> Task details
Carry over the material from its first line through the line that contains "point(276, 216)", including that line. Add 85 to every number in the answer coordinates, and keep every other line as it is.

----

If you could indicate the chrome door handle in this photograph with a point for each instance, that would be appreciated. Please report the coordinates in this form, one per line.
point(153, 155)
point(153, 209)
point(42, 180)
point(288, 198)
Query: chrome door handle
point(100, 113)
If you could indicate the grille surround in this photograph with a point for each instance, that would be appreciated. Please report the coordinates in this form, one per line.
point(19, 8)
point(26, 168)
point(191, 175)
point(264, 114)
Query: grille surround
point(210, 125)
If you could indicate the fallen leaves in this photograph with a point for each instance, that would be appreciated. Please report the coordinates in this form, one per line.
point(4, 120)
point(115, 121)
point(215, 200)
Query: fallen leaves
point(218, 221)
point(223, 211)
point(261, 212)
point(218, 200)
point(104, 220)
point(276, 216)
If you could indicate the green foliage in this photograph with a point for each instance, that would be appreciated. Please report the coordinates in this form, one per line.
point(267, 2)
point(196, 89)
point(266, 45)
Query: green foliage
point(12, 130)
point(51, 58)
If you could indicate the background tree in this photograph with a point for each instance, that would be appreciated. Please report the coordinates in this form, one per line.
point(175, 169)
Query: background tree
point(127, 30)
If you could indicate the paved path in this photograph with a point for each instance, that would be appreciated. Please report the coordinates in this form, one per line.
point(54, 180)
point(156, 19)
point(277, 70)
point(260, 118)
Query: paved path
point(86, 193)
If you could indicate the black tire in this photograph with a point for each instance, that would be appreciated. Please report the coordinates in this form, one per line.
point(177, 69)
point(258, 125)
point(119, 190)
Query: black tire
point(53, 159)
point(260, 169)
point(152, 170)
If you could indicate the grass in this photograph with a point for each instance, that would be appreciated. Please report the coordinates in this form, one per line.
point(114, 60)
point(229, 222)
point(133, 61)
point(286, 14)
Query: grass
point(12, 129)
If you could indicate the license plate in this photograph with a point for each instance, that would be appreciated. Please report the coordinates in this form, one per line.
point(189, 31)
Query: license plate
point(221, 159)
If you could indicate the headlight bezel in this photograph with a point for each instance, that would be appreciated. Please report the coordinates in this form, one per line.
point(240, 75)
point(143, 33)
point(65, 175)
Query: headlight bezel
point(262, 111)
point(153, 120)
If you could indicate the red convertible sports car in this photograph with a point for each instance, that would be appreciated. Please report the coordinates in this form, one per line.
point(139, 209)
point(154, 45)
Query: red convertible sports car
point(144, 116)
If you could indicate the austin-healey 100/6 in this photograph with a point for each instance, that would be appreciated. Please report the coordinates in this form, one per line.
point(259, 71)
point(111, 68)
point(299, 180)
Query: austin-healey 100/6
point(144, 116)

----

> Worked answer
If you could indicate the chrome door handle in this photograph with a point for each instance, that would be appreciated. Please report the coordinates in this form, one per line.
point(153, 155)
point(153, 209)
point(42, 180)
point(288, 198)
Query: chrome door handle
point(185, 198)
If you could indicate the grille surround in this photograph with a point for each instance, that would be appreciated. Please report the coordinates in this form, one per line.
point(19, 8)
point(26, 168)
point(191, 175)
point(264, 114)
Query: grille surround
point(295, 210)
If you could indicate the fallen leaves in this photograph with a point for each instance, that would be appreciated. Please report the coordinates in this form, one per line.
point(4, 120)
point(115, 121)
point(215, 200)
Query: fallen leaves
point(303, 306)
point(308, 296)
point(346, 297)
point(303, 285)
point(189, 305)
point(361, 301)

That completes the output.